Task to carry out: Print the entries below in their entirety, exactly as they are written.

(Data records)
>>>>>

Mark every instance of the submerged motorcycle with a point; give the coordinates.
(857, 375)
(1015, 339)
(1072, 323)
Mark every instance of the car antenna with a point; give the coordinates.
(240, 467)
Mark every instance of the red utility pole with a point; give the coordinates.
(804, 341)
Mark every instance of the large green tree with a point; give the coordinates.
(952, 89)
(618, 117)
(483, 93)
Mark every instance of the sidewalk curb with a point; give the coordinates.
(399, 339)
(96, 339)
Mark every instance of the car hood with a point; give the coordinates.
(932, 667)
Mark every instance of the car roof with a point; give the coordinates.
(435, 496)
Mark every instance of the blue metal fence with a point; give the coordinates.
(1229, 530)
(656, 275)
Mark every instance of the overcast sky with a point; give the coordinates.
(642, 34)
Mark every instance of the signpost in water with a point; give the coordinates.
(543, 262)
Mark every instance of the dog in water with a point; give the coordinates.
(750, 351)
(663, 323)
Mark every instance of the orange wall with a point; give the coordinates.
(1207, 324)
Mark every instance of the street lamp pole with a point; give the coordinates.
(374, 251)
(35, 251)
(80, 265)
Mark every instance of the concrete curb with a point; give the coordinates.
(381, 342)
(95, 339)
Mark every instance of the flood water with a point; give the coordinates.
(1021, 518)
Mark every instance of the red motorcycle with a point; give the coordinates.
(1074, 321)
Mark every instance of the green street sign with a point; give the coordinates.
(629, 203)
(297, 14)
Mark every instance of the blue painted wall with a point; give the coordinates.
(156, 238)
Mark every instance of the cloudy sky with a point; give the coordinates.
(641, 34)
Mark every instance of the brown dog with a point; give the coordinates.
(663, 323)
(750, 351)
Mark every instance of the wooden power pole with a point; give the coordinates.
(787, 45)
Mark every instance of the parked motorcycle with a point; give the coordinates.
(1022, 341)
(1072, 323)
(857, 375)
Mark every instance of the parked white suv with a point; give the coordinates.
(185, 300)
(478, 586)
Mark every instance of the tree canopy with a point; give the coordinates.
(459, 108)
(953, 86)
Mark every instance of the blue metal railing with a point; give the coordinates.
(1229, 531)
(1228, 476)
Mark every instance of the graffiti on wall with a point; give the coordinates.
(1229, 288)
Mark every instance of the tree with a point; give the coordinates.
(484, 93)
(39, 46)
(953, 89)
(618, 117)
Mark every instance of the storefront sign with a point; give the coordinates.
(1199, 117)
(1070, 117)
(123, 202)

<<<<<

Written reply:
Mark every instance of the submerged motorcycle with a point; give the coordinates.
(857, 375)
(1015, 339)
(1072, 323)
Mark every instance of the car antenna with a point; give the coordinates.
(240, 467)
Mark every instance of the red utility pole with a point; give the coordinates.
(804, 341)
Mark every instance of the large green tree with a point; give the coordinates.
(952, 89)
(618, 117)
(483, 93)
Mark every instance of the sidewalk curb with a point; give the coordinates.
(399, 339)
(96, 339)
Mark every instance of the car hood with a point; give the coordinates.
(932, 667)
Mark every instance of the car roof with a point; give the coordinates.
(435, 496)
Mark every instance of the blue metal fence with a point; give the coordinates.
(1229, 530)
(656, 275)
Mark every instance of the overcast sky with a point; give the coordinates.
(642, 34)
Mark every instance of the signpost in water with a point; give the coordinates.
(543, 262)
Mark every instance of the dog in water with a point; give the coordinates.
(750, 351)
(663, 323)
Mark every instance of the orange wall with a point; give the coordinates.
(1207, 324)
Mark every instance of the street lamp pole with a point; give the coordinates.
(374, 251)
(35, 251)
(80, 265)
Mark every instance of the concrete curb with a point; give the coordinates.
(381, 342)
(95, 339)
Mark every instance of the flood water with a point; give the coordinates.
(1021, 518)
Mark every instance of the red motorcycle with a point; give the coordinates.
(1074, 321)
Mark every instance of the green street sign with a point; give the coordinates.
(629, 203)
(297, 14)
Mark every instance of the blue painted wall with a point; give the coordinates.
(156, 238)
Mark every instance of the cloudy sky with a point; give the coordinates.
(641, 34)
Mark every instance of the brown dog with a point; give the coordinates.
(663, 323)
(750, 351)
Mark every instance of the wooden power pole with a point; give the coordinates.
(787, 45)
Mark every instance of the parked motorcycle with a point; give the coordinates.
(1022, 341)
(1072, 323)
(857, 375)
Mark every instance of the parked white suv with a point; give the coordinates.
(185, 300)
(478, 586)
Mark every instance of the tree canopy with a point; give the coordinates.
(459, 108)
(953, 86)
Mark every instance of the blue metal railing with a point; give the coordinates.
(1229, 531)
(1228, 476)
Mark every instance of the graffiti on wall with a point; give the coordinates.
(1229, 288)
Mark every instance of the tree with a point; give the coordinates.
(484, 93)
(39, 46)
(953, 89)
(618, 117)
Mark every instance of the storefront sign with a point; give the coordinates.
(1199, 117)
(1070, 117)
(123, 202)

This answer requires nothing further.